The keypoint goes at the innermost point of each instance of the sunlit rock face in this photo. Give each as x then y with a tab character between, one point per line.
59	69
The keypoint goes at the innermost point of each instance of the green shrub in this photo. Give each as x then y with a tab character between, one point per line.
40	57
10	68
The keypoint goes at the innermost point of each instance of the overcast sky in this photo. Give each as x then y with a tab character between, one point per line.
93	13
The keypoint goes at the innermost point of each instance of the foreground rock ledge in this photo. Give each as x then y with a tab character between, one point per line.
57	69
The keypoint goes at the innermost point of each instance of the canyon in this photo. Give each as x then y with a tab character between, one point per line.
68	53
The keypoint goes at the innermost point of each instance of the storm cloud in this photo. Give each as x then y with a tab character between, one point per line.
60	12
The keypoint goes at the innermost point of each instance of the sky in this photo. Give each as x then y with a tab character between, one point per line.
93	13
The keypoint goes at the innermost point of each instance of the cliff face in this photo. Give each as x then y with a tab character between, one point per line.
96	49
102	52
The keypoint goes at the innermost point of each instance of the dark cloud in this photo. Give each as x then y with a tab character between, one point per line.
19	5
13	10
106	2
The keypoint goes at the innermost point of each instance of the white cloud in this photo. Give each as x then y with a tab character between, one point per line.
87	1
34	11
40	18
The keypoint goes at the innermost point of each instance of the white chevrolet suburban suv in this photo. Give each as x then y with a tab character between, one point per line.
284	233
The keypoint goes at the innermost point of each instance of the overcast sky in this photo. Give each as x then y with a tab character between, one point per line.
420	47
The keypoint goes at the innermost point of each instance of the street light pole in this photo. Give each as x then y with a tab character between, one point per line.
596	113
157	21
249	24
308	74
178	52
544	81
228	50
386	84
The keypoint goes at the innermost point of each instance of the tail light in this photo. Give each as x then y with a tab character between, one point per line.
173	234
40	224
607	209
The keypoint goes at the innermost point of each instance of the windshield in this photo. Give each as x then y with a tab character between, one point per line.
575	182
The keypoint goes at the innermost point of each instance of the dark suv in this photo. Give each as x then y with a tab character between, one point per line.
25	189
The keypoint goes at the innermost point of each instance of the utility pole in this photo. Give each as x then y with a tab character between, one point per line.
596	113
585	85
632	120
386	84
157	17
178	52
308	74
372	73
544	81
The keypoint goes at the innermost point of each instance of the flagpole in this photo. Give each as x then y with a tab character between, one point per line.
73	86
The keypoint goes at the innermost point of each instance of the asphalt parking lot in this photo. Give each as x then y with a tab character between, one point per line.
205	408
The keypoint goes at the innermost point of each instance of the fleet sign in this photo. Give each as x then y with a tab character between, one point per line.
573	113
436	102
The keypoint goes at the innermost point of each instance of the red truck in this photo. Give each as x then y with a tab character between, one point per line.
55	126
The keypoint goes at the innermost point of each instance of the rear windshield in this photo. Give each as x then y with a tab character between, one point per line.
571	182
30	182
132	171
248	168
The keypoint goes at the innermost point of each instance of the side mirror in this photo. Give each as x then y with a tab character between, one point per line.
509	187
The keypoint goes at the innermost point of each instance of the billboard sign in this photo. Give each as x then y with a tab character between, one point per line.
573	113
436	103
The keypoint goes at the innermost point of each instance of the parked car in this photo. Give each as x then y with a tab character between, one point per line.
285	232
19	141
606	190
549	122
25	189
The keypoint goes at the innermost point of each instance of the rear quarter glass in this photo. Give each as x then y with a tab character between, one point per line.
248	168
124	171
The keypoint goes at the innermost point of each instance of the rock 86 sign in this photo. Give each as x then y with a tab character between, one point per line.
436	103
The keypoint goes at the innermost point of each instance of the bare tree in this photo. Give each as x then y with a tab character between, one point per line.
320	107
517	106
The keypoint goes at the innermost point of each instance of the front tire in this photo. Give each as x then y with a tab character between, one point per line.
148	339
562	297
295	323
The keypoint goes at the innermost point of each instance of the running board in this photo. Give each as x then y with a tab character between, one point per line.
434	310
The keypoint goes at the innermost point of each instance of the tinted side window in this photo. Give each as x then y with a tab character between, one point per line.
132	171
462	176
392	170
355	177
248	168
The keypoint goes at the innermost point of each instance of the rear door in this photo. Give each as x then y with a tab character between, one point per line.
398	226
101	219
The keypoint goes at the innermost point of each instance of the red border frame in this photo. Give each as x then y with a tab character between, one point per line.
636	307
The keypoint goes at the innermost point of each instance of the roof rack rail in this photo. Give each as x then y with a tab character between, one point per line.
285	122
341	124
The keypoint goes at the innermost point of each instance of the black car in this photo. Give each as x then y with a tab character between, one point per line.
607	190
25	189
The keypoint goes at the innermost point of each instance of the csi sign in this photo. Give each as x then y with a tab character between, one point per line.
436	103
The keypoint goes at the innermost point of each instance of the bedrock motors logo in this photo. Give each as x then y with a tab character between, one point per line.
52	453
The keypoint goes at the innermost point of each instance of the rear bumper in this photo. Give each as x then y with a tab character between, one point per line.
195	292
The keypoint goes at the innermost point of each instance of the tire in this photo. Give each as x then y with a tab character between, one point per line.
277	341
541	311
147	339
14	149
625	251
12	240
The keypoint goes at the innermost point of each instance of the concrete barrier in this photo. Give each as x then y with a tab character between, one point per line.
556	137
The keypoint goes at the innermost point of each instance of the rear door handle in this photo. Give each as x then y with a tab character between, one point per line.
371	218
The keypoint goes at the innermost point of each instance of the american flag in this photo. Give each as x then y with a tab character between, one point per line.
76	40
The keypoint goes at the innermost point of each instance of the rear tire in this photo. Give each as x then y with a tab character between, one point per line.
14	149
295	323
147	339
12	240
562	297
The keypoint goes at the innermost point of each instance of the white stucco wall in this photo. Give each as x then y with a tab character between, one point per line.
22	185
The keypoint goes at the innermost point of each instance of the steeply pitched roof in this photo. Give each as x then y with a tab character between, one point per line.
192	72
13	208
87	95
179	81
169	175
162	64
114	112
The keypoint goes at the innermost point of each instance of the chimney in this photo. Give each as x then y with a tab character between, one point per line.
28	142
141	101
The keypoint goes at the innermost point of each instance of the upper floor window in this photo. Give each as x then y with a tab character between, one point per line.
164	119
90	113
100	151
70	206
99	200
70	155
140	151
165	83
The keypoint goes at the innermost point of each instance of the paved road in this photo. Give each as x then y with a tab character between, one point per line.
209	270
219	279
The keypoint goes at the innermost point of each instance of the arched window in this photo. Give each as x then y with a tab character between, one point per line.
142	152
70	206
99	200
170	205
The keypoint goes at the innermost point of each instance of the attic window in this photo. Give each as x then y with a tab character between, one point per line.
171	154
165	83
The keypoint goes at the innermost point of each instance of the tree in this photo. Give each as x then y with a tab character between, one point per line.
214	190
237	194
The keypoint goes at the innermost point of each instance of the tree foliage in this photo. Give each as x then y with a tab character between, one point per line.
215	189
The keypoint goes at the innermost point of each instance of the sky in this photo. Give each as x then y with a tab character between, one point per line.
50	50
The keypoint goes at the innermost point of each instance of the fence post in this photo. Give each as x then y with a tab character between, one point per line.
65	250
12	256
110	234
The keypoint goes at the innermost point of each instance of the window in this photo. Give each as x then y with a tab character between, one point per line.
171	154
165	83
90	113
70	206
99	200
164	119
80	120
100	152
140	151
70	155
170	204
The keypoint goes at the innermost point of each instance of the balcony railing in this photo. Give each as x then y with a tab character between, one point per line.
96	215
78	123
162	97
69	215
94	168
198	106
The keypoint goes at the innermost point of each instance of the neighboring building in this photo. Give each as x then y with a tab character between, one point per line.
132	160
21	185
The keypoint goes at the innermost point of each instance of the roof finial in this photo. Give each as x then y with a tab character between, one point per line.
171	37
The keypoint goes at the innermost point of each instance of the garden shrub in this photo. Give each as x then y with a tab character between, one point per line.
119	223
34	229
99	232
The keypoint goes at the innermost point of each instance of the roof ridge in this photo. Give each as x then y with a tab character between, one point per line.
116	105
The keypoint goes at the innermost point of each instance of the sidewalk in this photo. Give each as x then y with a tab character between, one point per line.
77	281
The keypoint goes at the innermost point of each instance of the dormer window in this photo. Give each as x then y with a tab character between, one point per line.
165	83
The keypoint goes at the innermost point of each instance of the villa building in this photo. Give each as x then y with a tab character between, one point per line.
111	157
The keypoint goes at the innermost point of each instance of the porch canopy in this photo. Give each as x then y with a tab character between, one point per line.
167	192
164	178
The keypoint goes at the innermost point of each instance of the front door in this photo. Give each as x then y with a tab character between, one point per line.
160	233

- - - - - - -

WORK TO DO
Repeat only the lines running from the line that contains "of the neighboring" through the last line above, inclusive.

FINAL ANSWER
The keypoint goes at the innermost point of each instance of the neighboring building in this photo. Give each as x then y with a tab character between, one point per line.
132	160
21	185
The keypoint goes at the innermost point of each instance of the roof finial in this photo. Give each as x then y with a tab character between, one point per line.
171	37
The keypoint goes at the innermost point of each instance of the garden shrub in this photo. Give each as x then y with a tab character between, one point per line.
119	223
34	229
99	232
The keypoint goes at the innermost point of each instance of the roof ridge in this photo. Give each as x then y with a tab character between, one point per line.
116	105
The keypoint goes at the innermost point of each instance of the sidewalk in this photo. Give each as x then y with a tab character between, one point per line.
77	281
The keypoint goes at the innermost point of each instance of the dormer window in this photo. Give each as x then y with a tab character between, one point per line.
165	83
The keypoint goes at the innermost point of each instance of the villa building in this photo. Give each as x then y with a tab character between, one point per line.
111	157
The keypoint goes at the innermost point of each instance of the porch canopy in this photo. Give each as x then y with a tab character between, one point per line.
167	192
164	178
The keypoint goes at the innermost point of each instance of the front door in this photo. Give each as x then y with a tab character between, one point per line.
160	233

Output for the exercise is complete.